---- Provided material
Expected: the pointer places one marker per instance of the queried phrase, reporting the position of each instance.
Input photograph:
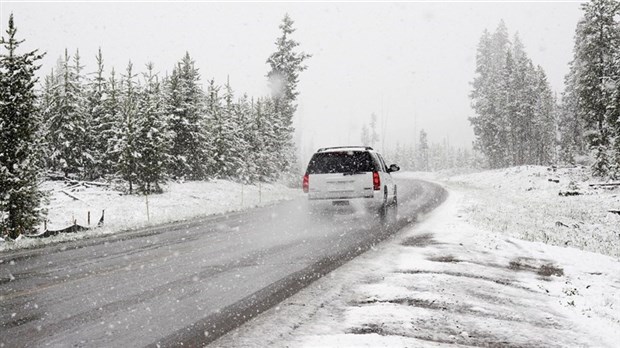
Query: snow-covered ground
(180, 201)
(466, 276)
--------
» **Work to be completed**: Revise the lines above so that "snow-covered ground" becomes "snowy ground", with everything else left unchanged. Leave out the picture when you write them back.

» **Written answer**:
Expected: the pointer places one marker per instance of the queried phrase, reporting the position of each instance.
Input photograph:
Query: snowy ground
(180, 201)
(466, 276)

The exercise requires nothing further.